**Written exercise**
Can you swap "Where can you spot" for "Where do you see" throughout all of the lines below and return them with nothing else changed?

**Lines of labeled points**
********

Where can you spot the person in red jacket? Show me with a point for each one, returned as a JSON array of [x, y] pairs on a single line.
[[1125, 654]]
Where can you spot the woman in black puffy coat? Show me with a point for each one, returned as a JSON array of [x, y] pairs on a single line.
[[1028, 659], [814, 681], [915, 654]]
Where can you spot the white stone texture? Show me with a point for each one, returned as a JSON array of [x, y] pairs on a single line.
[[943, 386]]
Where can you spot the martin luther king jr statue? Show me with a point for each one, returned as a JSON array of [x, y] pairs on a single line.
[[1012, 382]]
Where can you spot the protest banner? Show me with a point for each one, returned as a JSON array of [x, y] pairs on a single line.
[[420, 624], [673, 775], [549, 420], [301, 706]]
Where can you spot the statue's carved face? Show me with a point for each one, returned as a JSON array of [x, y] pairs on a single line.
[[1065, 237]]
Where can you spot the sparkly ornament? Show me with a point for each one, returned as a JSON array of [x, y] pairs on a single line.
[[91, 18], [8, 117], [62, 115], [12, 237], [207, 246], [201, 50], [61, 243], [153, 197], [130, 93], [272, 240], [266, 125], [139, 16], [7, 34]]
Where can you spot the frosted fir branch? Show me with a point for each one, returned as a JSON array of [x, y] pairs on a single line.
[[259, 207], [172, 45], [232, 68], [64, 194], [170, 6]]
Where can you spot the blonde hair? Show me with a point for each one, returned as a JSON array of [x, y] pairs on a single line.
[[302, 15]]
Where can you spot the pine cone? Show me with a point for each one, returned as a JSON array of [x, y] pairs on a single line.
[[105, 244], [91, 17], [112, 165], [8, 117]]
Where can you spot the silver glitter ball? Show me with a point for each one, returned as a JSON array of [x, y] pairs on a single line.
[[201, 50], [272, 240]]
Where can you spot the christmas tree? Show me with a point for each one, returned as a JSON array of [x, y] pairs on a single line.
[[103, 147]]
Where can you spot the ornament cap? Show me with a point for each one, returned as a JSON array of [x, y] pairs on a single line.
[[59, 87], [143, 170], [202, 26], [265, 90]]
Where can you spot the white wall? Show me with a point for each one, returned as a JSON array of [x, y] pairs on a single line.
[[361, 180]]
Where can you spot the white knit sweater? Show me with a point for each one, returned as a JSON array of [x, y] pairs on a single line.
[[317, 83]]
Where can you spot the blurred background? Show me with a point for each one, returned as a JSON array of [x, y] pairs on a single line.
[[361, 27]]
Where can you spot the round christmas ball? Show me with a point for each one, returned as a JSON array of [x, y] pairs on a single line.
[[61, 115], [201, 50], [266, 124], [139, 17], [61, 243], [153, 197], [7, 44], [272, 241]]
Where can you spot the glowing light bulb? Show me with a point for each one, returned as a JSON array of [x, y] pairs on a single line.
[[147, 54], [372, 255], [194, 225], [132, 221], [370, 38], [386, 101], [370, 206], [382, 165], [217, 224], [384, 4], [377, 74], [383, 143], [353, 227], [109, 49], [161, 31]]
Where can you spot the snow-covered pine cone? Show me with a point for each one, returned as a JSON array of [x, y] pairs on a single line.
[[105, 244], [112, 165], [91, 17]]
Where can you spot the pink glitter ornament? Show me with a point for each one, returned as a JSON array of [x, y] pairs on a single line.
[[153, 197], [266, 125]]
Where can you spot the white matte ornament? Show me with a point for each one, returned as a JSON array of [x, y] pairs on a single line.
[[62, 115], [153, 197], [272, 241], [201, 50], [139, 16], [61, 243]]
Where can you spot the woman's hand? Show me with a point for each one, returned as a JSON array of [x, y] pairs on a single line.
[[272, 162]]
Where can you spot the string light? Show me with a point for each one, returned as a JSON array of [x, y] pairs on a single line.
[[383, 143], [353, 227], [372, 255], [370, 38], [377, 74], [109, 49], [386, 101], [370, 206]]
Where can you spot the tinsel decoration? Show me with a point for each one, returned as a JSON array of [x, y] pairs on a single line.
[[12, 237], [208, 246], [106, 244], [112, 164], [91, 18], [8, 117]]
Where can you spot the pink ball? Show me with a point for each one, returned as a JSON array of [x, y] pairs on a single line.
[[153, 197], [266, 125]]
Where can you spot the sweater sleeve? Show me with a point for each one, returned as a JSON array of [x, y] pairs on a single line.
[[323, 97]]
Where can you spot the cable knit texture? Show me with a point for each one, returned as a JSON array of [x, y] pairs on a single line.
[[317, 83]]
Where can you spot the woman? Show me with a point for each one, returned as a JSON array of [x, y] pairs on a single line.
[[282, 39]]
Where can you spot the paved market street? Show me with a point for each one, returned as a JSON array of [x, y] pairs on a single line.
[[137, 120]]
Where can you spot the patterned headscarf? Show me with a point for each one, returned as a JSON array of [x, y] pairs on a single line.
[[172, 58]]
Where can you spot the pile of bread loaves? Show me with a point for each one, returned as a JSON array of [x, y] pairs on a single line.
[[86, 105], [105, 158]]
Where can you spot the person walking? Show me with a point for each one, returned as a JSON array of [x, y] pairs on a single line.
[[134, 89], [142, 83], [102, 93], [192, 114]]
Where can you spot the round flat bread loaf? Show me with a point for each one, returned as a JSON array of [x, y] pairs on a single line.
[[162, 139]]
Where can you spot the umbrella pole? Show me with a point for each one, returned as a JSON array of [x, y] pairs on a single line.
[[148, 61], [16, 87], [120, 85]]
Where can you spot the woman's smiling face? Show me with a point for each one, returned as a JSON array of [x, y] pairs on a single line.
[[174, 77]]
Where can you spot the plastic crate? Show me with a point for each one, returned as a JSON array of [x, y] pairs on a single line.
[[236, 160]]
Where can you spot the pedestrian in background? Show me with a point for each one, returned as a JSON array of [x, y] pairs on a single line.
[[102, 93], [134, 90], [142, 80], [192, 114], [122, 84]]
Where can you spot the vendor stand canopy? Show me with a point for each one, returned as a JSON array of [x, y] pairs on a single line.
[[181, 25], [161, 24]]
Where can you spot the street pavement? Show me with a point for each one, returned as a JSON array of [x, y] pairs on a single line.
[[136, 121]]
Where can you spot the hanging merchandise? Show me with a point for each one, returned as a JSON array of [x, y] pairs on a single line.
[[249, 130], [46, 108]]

********

**Solution to the problem**
Where do you see the person in red jacket? Show me with a point for each one, returned as a JSON array of [x, y] pairs on a single line.
[[1125, 654]]
Where do you see the woman in black puffy coat? Show me with a point for each one, returned as a JSON array of [x, y] pairs on a single line.
[[1028, 659], [814, 681], [915, 654]]
Where do you see the white stone texture? Show me with a point for each one, returned as a JSON array of [x, y] pairs on a single line.
[[943, 386]]
Where do you see the martin luther king jr statue? Show me with a point for each one, returned as a JSON array of [x, y] pairs on a single line.
[[1012, 382]]
Where do you see the protest banner? Show me with a point for each one, returned as a JSON array of [x, y] pairs on a single line.
[[420, 624], [673, 775], [549, 420], [301, 706]]
Where do you see the statue's carved face? Show me with a point for each one, returned as a JSON array of [x, y] pairs on a single line.
[[1065, 237]]
Where do you see the sparkly ornament? Show me with a point for each one, returned as a JSON array of [x, y] pairs on a single line.
[[91, 18], [8, 117], [62, 115], [12, 237], [207, 246], [201, 50], [61, 243], [153, 197], [130, 93], [272, 240], [266, 125], [139, 16], [7, 34]]
Where do you see the frosted fir branch? Show me with a point for each one, returned as a JSON array of [x, y] pairs on a single line.
[[259, 207], [172, 45], [232, 68], [64, 194], [170, 6]]
Where do you see the blonde hair? Show me with a point for each one, returned as a JSON array of [x, y] pairs on a single line.
[[302, 15]]
Where do you see the pine cone? Show me with a point for each one, returned as a JSON array of [x, y] pairs on a single line.
[[105, 244], [91, 17], [112, 165], [8, 117]]
Where do you see the silver glitter ball? Show me with a point for each one, returned as a JSON array of [x, y] pairs on a single line.
[[201, 50], [272, 240]]
Where do you see the christmas tree? Show me with a point for each one, returned as a JSON array of [x, y] pairs on a single line.
[[103, 147]]
Where do you see the ornament cap? Show me with a point for each one, returned as a JSON array of [x, y] pairs on a single line.
[[59, 87], [143, 170], [202, 26], [265, 90]]
Where do you see the white wall? Show me with a point for each one, returned as a JSON array of [x, y] pairs on a single line.
[[361, 180]]
Where do you see the white knit sweater? Show me with a point for each one, returned as a JSON array of [x, y] pairs on a single line.
[[317, 83]]
Where do you see the blurred background? Show me with a point for each one, returned as a JSON array of [x, y] pairs on a single line.
[[361, 27]]
Where do you see the round christmas ball? Show me with a point for each one, returned as a JSON array of [x, y] pairs on a single line.
[[61, 115], [201, 50], [266, 124], [139, 17], [61, 243], [153, 197], [7, 44], [272, 241]]
Where do you see the glowing light bulb? Show me with a point for each one, returned as a JSON array of [x, y] pairs on a single line.
[[147, 54], [372, 255], [194, 225], [132, 221], [370, 38], [386, 101], [370, 206], [382, 165], [217, 224], [384, 4], [377, 74], [383, 143], [353, 227], [109, 49], [161, 31]]
Where do you see the snow-covered pine cone? Show me with a point for each one, returned as a JSON array of [x, y] pairs on a single line.
[[105, 244], [112, 165], [91, 17]]
Where do you see the pink glitter ornament? Show me with a point for each one, returned as a JSON array of [x, y] pairs on a single line.
[[153, 197], [266, 125]]
Where do you see the white matte ornament? Show me with a point for each one, returned as a JSON array of [x, y] pairs on a single line.
[[62, 115], [153, 197], [272, 241], [201, 50], [139, 16], [61, 243]]
Where do you see the woman's hand? Show me with a point for each one, returned as a JSON array of [x, y] pairs on a single line.
[[272, 162]]
Where do you see the string light? Show me with a point for each one, returned as a JSON array of [x, y] pairs on a single line.
[[383, 143], [353, 227], [372, 255], [370, 38], [377, 74], [109, 49], [386, 101], [370, 206]]
Where do you see the tinsel decoration? Show me with a point for each one, returned as a JSON array of [x, y] pairs on a single line.
[[12, 237], [208, 246], [106, 244], [112, 164], [91, 18], [8, 117]]
Where do you see the pink ball? Show me with a point for each one, returned as a JSON array of [x, y] pairs on a single line.
[[153, 197], [266, 125]]
Where do you see the sweater sleeve? Show me with a point for each one, returned as a JSON array of [x, y] pairs on a single line.
[[323, 97]]
Where do you see the cable knit texture? Show me with a point for each one, returned as a JSON array of [x, y] pairs on a single line.
[[317, 83]]
Where do you see the woman? Show me with a point for each one, returned as a JSON array of [x, y] pairs on a single line.
[[282, 39]]
Where do you see the paved market street? Show me with a point for each one, returned as a JSON array of [x, y] pairs on a single line.
[[137, 120]]
Where do you see the patterned headscarf? Show me with a point for each one, returned as a JSON array of [x, y] pairs on a single line.
[[172, 58]]
Where do you see the pile of bread loaves? Show me with a point for each one, returned as a JSON array of [x, y] pairs on a single line.
[[86, 105], [105, 158]]
Where do you see the person walking? Show me with a point for each one, returned as a JSON array of [x, y] pairs on a single line.
[[134, 89], [142, 83], [102, 93], [192, 114]]
Where do you see the round flat bread loaf? Show me with a point for each one, returned as a JSON array of [x, y] pairs on a single line.
[[162, 139]]
Where do you see the umbrella pole? Show me with a point for each one, returned as a JSON array of [x, y] pairs on a single line.
[[148, 61], [16, 87], [120, 85]]
Where do you see the woman's smiling face? Show me with a point for each one, returned as a JSON array of [x, y] pairs on a single line.
[[174, 77]]
Where do you see the plastic crate? Show me with a point for each one, returned as a JSON array of [x, y] pairs on a single line.
[[236, 160]]
Where do you see the pedestrian in background? Show me with a point for each one, returned as a JSON array of [x, y] pairs on a single line.
[[102, 93], [134, 90], [142, 80], [192, 114], [122, 84]]
Where do you see the vendor stand canopy? Show me with a point for each one, returned as a JSON array of [x, y] pairs on a single line.
[[181, 25], [161, 24]]
Where do you see the street pavement? Show me with a point for each one, returned as a JSON array of [x, y] pairs on a single line.
[[136, 121]]
Where do you see the hanging merchandise? Show me with a point for each one, returned as a JSON array of [x, y] pairs on a single line.
[[249, 130], [46, 108]]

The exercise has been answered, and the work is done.